[Stored entries]
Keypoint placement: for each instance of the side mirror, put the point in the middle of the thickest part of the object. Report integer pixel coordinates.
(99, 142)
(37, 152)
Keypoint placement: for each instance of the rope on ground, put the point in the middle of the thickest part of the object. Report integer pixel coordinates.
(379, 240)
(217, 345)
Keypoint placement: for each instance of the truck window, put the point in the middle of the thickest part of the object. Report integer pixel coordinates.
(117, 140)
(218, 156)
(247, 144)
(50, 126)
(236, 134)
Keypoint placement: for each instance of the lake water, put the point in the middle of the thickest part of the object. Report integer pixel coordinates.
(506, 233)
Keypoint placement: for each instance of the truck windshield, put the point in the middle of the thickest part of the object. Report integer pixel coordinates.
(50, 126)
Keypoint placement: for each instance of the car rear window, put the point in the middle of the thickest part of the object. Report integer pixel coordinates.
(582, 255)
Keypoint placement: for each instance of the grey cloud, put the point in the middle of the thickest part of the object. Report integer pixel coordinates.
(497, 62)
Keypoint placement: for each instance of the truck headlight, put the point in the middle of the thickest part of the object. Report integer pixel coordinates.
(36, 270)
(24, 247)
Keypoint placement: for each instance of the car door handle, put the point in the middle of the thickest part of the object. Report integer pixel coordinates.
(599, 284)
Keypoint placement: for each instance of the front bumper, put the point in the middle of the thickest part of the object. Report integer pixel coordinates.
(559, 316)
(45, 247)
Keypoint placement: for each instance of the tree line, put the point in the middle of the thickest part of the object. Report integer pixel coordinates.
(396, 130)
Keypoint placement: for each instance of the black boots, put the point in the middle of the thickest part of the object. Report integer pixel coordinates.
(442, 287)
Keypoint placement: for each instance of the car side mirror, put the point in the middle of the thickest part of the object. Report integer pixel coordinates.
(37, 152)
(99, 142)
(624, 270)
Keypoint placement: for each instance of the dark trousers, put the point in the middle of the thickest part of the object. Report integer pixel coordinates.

:: WHAT TO DO ::
The records above are to be repeated exactly, in their entirety.

:: ANSWER TO THE EXERCISE ::
Keypoint placement: for each instance of the side mirror, put the point in the middle of the thickest part of the object. Report integer pixel coordinates.
(99, 142)
(37, 152)
Keypoint placement: for each instance of the rope on ground, put the point in the middle of the thickest part of the object. Report integer pixel coordinates.
(379, 240)
(217, 345)
Keypoint placement: for each instance of the truck window, put the point in the middle of the thickest part of the object. Report integer pixel coordinates.
(117, 140)
(218, 156)
(247, 144)
(50, 126)
(236, 134)
Keypoint placement: for each instance of the lake water, put the point in the middle of the thickest part of the object. Report integer pixel coordinates.
(506, 233)
Keypoint placement: for each instance of the truck windshield, put the point in the middle of the thickest part of the object. Report integer pixel coordinates.
(50, 126)
Keypoint placement: for each instance of the car rear window, put the point in the middle of the thickest part of the object. Report integer pixel coordinates.
(582, 255)
Keypoint placement: for each instance of the grey cloud, put the point in the middle of the thickest part of the object. Report integer pixel coordinates.
(497, 62)
Keypoint placement: for each instance of the truck headlight, put the point in the middle of the thickest part of the object. Report integer pixel coordinates.
(36, 270)
(24, 247)
Keypoint placement: for each instance of the car door handle, put the point in the middle of the thickest part of the object. Report integer pixel coordinates.
(599, 284)
Keypoint placement: for each instance of the front bumper, put the point in the middle of the thickest part of the object. Report integer pixel coordinates.
(559, 316)
(45, 247)
Keypoint placement: for each instance of the tree line, put the point in the middle of the thickest part of the object. Report integer pixel coordinates.
(396, 130)
Keypoint placement: for each instance of the black boots, put the point in the middle of the thickest part of the object. Report integer pixel coordinates.
(442, 287)
Keypoint placement: for each instance of the car side mirror, put the point in the middle of the thickest part of the object. Report integer pixel coordinates.
(37, 152)
(99, 142)
(624, 270)
Keypoint placement: for each instance of the dark trousers, put the point in the middle of the thickest part of the object. Report integer pixel coordinates.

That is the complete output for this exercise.